§ **WHAT YOU HAVE TO DO**:
Using the FREP database page below, answer:
(a) Which unit at The Canberra Hospital is listed among the affiliations?
(b) What email address is given for correspondence?
(c) From how many mouse cDNAs were the 31 396 repeat sequences derived?

===== READING TEXT

当前位置: 首页 > 期刊 > 《核酸研究》 > 2004年第Da期 > 正文
编号:11371197
FREP: a database of functional repeats in mouse cDNAs
http://www.100md.com 《核酸研究医学期刊》
     1 Biomedical Knowledge Discovery Team, Bioinformatics Group, RIKEN Genomic Sciences Center (GSC), RIKEN Yokohama Institute, Suehiro-cho, Tsurumi-ku, Yokohama, Kanagawa 230-0045, Japan, 2 Department of Bioinformatic Engineering, Graduate School of Information Science and Technology, Osaka University, Toyonaka, Osaka 560-8531, Japan, 3 Autoimmunity Research Unit, The Canberra Hospital, Woden ACT 2605, Australia, 4 John Curtin School of Medical Research, Australian National University, Canberra ACT 2601, Australia, 5 Genome Research Exploration (GER) Group, RIKEN Genomic Sciences Center (GSC), RIKEN Yokohama Institute, Suehiro-cho, Tsurumi-ku, Yokohama, Kanagawa 230-0045, Japan, 6 Genome Science Laboratory, RIKEN, Hirosawa, Wako, Saitama 351-0198, Japan and 7 Bioinformatics Group, RIKEN Genomic Sciences Center (GSC), RIKEN Yokohama Institute, Suehiro-cho, Tsurumi-ku, Yokohama, Kanagawa 230-0045, Japan

    *To whom correspondence should be addressed. Tel: +81 45 503 9303; Fax: +81 45 503 9552; Email: schoen@gsc.riken.jp

    RIKEN GER Group and Genome Science Laoratory (GSL) Members are: Takeya Kasukawa, Takahiro Arakawa, Piero Carninci, Jun Kawai and Yoshihide Hayashizaki

    ABSTRACT

    The FREP database (http://facts.gsc.riken.go.jp/FREP/) contains 31 396 RepeatMasker-identified non-redundant variant repeat sequences derived from 16 527 mouse cDNAs with protein-coding potential. The repeats were computationally associated with potential effects on transcriptional variation, translation, protein function or involvement in disease to identify Functional REPeats (FREPs). FREPs are defined by the (i) occurrence of exon–exon boundaries in repeats, (ii) presence of polyadenylation sites in 3'UTR-located repeats, (iii) effect on translation, (iv) position in the protein- coding region or protein domains or (v) conditional association with disease MeSH terms. Currently the database contains 9261 (29.5%) inferred FREPs derived from 6861 (41.5%) mouse cDNAs. Integrated evidence of the functional assignments and dynamically generated sequence similarity search results support the exploration and annotation of functional, ancestral or taxon-specific repeats. Keyword and pre-selected feature searches (e.g. coding sequence–repeat or splice site–repeat relations) support intuitive database querying as well as the retrieval of repeat sequences. Integrated sequence search and alignment tools allow the analysis of known or identification of new functional repeat candidates. FREP is a unique resource for illuminating the role of transposons and repetitive sequences in shaping the coding part of the mouse transcriptome and for selecting the appropriate experimental model to study diseases with suspected repeat etiology contributions.

==========
===== DATA SHOWN

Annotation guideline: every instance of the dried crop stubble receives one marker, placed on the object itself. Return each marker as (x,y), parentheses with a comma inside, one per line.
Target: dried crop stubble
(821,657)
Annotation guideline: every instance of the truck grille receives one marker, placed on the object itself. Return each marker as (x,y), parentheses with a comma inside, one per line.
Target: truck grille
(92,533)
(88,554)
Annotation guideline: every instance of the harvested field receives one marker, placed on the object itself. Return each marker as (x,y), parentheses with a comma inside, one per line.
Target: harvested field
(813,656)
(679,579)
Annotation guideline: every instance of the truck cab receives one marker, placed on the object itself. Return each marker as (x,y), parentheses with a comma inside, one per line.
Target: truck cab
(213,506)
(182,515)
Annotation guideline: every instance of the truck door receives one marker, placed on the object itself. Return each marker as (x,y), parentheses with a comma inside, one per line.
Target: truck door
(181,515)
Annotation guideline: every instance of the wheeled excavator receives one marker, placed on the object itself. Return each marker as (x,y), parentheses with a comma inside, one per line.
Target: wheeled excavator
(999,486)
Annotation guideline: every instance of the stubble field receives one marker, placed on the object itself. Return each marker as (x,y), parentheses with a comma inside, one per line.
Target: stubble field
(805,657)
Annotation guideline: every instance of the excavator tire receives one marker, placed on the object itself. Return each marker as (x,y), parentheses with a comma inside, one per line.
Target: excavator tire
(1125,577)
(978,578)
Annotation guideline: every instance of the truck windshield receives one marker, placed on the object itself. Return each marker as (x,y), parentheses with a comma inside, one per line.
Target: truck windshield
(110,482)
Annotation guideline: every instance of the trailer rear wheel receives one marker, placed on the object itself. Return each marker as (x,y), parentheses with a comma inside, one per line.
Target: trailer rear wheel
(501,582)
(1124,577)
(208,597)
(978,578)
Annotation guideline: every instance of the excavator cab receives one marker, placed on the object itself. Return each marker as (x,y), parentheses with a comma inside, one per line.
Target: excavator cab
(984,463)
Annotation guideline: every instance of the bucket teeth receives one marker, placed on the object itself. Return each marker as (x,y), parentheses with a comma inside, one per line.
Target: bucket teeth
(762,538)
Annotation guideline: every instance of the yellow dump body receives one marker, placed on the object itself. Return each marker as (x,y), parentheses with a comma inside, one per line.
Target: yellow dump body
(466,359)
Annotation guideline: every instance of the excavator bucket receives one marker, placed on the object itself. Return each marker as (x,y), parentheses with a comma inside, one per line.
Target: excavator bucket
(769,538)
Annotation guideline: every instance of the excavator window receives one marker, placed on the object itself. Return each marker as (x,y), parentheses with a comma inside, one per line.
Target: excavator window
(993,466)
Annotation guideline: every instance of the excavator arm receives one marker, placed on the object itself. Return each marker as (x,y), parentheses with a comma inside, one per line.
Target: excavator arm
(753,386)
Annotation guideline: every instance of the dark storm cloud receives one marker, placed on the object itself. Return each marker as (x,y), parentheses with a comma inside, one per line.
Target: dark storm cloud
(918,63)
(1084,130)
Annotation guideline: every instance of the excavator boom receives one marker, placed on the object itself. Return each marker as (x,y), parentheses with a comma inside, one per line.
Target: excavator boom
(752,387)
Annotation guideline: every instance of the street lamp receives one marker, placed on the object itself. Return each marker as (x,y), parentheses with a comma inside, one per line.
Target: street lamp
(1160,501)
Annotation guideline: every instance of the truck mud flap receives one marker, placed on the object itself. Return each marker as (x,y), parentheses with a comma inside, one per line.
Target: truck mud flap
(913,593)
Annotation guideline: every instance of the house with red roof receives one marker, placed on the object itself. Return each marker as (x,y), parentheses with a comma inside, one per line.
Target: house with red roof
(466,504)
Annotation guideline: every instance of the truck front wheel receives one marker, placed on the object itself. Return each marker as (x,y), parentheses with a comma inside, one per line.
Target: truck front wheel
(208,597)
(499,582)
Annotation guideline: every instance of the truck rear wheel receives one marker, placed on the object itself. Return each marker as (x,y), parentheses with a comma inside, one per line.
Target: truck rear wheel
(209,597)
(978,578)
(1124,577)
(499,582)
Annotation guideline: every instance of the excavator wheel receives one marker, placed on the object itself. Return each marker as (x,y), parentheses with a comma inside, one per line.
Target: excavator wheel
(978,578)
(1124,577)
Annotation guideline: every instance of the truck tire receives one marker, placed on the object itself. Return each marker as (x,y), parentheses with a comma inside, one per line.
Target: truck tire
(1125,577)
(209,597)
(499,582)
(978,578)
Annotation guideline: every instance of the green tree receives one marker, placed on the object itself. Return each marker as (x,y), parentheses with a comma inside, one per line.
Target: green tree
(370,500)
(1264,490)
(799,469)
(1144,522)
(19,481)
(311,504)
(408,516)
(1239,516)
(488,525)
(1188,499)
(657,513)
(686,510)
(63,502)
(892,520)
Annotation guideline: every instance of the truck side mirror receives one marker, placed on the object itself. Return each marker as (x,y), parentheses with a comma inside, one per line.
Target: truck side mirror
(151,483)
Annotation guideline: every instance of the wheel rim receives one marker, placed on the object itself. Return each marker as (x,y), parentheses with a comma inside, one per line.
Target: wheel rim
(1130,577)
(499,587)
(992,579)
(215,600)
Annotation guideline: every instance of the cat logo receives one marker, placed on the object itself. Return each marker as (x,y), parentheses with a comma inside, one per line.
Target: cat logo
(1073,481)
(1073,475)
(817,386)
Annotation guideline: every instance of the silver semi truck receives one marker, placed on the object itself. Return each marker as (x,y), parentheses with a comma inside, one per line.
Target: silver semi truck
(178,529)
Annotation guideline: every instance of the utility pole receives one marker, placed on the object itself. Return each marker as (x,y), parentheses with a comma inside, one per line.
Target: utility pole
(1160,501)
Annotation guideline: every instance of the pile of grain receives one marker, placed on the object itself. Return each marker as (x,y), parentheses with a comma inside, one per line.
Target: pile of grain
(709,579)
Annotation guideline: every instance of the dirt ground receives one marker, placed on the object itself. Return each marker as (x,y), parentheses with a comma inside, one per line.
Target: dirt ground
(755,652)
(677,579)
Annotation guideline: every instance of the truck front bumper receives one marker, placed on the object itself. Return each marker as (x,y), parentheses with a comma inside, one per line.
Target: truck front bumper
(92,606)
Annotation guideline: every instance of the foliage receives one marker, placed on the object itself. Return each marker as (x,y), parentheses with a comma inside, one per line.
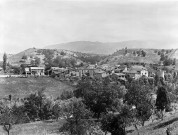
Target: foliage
(91,59)
(66,95)
(16,70)
(4,62)
(24,57)
(98,96)
(36,107)
(77,121)
(115,123)
(162,100)
(138,95)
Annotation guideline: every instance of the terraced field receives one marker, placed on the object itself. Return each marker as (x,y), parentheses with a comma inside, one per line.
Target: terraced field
(21,87)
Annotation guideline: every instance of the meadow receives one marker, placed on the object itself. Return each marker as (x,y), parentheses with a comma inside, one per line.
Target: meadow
(22,87)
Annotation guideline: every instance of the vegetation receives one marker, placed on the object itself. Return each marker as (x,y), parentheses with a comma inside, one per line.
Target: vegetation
(4,62)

==========

§ **WRITTEN SOLUTION**:
(a) The Autoimmunity Research Unit.
(b) schoen@gsc.riken.jp
(c) 16 527.